[[ Exercise text open ]]

Greenhouse first shared the history of another case that had generated “alarming consequences”–consequences that, in that case, led to a speedy reversal.

Because Jehovah’s Witnesses believe that saluting the flag or reciting the Pledge of Allegiance amounts to worshiping secular authority, they prohibit their school-age children from engaging in the practice. In 1940, with war raging in Europe and patriotic fervor rising at home, the Supreme Court ruled that the Constitution provided no religious exemption from what many public schools deemed an essential civic duty. The decision upheld a Pennsylvania school district’s expulsion of a Jehovah’s Witness brother and sister. A single member of the court dissented.

A mere three years later, even though the United States itself was now at war, the court reversed itself. In a new flag-salute case from West Virginia, three members of the original majority switched sides and two justices who had joined the court since 1940 voted with them. One of those two, Robert Jackson, wrote the new majority opinion, strategically avoiding the contested question of religion in favor of an eloquent defense of free speech.

“Compulsory unification of opinion achieves only the unanimity of the graveyard,” he wrote in West Virginia State Board of Education v. Barnette. 

The first decision, in Minersville School District v. Gobitis, had unleashed a wave of violence against Jehovah’s Witnesses: in the wake of a ruling that many saw as evidence that Witnesses were anti-American, mobs attacked individuals and destroyed their churches. Some 2,000 Witness children were thrown out of school, and some of their parents were criminally prosecuted.

Greenhouse then  enumerated some of the dire medical consequences of Dobbs, and then asked her question:

A year after sowing so much chaos and misery, are any of the five members in Justice Samuel Alito’s Dobbs majority sorry? Even a little? I’m not so naïve as to think there is even a slim chance they would reverse themselves. I just wonder whether they feel even a twinge of regret.

[[ Exercise text closed ]]

= What you need to do =
(1) Using the flag-salute passage, decide whether each statement is true, and quote the words that settle it. (a) The 1940 ruling upheld a Pennsylvania school district's expulsion of a Jehovah's Witness brother and sister. (b) The 1943 majority opinion rested on religious freedom. (c) Two justices dissented from the 1940 ruling.
(2) Name every court case that the flag-salute passage mentions.
(3) Please retype the flag-salute passage, beginning at "A year after" and stopping after "twinge of regret.".
These rows come from a different source than the flag-salute passage.

[[ Entries provided open ]]

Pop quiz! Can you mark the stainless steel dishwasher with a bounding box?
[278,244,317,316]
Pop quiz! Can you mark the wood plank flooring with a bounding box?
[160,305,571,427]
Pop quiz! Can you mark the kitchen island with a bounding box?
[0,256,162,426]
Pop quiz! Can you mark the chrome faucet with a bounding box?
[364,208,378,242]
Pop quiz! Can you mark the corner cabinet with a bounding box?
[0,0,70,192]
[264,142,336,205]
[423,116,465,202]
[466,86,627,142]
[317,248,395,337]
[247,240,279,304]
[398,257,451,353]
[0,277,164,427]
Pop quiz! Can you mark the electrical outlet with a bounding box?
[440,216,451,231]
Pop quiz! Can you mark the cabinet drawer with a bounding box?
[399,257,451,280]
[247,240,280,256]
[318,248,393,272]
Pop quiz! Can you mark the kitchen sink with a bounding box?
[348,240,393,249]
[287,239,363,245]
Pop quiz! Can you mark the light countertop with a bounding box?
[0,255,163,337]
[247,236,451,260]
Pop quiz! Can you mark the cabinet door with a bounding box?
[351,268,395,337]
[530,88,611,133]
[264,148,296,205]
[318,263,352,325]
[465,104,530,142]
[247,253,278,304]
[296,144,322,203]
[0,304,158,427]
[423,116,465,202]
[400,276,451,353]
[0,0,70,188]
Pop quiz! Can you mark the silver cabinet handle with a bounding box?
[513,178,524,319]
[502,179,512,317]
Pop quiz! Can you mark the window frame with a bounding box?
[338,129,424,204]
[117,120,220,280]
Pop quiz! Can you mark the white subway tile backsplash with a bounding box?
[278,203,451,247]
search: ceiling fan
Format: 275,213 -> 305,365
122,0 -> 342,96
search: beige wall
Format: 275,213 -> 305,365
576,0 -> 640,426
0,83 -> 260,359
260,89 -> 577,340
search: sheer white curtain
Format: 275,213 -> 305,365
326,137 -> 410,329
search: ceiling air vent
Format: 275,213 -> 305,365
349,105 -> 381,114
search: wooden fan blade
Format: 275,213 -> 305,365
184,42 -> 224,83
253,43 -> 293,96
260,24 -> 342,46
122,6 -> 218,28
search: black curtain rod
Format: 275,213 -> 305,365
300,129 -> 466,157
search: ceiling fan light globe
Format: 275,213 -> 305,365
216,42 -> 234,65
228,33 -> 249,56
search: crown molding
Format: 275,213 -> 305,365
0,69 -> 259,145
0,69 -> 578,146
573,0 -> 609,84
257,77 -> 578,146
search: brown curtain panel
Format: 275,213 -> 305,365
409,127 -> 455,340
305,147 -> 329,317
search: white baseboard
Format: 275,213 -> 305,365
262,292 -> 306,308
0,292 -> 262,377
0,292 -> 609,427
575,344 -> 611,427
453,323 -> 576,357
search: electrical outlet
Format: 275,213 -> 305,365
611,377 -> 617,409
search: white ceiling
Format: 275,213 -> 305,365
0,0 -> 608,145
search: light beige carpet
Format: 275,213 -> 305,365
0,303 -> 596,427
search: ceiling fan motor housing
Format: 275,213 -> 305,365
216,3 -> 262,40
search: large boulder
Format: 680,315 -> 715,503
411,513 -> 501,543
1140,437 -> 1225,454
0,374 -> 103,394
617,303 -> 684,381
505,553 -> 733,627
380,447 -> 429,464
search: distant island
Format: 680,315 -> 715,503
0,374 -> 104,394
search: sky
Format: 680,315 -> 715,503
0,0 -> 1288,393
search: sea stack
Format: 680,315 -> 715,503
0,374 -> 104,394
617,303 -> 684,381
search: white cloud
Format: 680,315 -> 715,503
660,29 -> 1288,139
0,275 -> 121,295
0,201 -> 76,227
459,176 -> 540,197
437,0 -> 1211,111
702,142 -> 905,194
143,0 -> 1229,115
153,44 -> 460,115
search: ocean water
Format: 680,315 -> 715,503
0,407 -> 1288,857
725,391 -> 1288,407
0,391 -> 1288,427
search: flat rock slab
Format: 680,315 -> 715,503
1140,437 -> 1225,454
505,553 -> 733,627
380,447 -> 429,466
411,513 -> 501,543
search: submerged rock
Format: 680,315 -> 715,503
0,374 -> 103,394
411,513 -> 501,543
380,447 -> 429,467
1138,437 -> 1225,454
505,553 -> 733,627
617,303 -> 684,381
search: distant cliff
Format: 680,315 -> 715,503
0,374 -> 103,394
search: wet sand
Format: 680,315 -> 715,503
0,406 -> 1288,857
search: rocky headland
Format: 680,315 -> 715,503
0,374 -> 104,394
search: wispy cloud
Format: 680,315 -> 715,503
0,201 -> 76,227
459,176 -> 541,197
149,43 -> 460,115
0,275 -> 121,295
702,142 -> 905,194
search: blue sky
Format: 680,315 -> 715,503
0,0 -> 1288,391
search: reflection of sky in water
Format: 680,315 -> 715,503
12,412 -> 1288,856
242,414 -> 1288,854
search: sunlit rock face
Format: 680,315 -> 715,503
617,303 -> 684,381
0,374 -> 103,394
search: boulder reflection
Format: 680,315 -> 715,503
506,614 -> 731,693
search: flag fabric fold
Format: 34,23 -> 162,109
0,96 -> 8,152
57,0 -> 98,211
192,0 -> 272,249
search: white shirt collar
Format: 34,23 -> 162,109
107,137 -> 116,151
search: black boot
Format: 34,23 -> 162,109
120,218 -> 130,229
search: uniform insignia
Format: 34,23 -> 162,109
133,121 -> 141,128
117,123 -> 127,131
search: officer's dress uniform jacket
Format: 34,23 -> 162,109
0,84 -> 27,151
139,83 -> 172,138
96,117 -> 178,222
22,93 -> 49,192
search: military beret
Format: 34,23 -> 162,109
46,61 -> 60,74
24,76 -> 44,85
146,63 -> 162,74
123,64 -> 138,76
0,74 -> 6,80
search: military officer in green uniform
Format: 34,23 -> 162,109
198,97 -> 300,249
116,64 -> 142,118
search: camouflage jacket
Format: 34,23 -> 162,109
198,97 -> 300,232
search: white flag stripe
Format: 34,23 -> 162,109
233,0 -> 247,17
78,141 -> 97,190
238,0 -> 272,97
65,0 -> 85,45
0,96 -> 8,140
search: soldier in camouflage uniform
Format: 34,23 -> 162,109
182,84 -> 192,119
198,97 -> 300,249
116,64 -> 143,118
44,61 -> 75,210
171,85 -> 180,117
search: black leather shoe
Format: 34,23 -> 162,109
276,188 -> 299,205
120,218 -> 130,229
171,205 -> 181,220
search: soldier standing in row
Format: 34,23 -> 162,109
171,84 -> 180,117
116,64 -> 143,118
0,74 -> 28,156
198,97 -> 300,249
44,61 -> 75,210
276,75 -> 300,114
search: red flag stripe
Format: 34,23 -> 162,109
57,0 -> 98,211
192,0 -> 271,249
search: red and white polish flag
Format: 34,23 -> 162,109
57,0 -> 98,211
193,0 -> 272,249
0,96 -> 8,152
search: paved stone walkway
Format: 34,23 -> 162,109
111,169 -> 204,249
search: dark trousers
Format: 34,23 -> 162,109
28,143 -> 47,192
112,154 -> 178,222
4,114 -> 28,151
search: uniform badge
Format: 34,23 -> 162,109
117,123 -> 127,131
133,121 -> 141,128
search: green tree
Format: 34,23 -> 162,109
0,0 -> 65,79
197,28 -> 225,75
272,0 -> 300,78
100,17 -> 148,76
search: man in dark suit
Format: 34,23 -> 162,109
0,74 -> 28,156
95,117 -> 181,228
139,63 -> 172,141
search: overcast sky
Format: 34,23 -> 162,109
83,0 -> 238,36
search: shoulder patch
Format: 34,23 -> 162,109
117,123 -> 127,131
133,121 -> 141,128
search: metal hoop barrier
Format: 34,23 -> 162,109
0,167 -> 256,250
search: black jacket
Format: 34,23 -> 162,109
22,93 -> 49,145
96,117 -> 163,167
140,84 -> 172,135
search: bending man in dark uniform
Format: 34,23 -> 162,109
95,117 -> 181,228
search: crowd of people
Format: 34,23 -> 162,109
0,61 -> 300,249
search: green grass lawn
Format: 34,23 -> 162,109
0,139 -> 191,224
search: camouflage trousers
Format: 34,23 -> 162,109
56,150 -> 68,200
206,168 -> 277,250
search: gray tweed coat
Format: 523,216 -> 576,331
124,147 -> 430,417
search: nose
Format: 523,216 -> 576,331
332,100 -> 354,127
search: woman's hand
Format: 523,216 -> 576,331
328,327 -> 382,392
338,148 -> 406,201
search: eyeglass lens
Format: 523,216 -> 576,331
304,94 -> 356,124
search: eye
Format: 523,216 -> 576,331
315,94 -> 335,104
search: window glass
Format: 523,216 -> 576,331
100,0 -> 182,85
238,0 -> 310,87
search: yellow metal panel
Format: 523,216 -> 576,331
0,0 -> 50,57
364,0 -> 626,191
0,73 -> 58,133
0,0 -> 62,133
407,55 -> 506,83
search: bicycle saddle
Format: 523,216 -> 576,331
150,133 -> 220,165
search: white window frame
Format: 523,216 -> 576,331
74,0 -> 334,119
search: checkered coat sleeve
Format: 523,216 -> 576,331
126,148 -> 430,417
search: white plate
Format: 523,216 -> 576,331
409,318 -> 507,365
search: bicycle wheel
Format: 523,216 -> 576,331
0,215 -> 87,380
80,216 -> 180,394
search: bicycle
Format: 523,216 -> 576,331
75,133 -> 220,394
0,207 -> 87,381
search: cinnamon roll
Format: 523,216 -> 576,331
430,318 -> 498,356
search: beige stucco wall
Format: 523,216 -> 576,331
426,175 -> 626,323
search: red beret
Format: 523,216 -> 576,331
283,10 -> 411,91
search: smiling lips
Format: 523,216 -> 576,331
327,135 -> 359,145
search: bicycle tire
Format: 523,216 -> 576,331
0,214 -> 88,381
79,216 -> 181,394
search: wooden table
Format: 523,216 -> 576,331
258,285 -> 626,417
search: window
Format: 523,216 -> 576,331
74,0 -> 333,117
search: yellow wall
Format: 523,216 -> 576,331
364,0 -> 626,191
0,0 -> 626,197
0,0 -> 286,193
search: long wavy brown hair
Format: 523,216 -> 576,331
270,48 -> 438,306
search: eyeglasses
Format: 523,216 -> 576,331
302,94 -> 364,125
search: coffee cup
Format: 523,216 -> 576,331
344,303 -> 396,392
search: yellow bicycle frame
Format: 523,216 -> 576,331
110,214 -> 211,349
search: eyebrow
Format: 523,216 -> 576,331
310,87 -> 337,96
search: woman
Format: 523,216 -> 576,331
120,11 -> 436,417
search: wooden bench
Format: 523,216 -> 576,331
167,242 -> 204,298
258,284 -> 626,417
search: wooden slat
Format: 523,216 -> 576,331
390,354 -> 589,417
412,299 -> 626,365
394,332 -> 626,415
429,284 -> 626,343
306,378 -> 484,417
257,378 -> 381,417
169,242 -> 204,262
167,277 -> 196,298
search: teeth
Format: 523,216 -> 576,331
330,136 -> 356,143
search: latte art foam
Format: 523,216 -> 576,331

[[ Entries provided closed ]]

= Numbered responses =
(1)
(a) Yes: "The decision upheld a Pennsylvania school district’s expulsion of a Jehovah’s Witness brother and sister."
(b) No: "strategically avoiding the contested question of religion in favor of an eloquent defense of free speech."
(c) No: "A single member of the court dissented."

(2)
Minersville School District v. Gobitis
West Virginia State Board of Education v. Barnette
Dobbs

(3)
A year after sowing so much chaos and misery, are any of the five members in Justice Samuel Alito’s Dobbs majority sorry? Even a little? I’m not so naïve as to think there is even a slim chance they would reverse themselves. I just wonder whether they feel even a twinge of regret.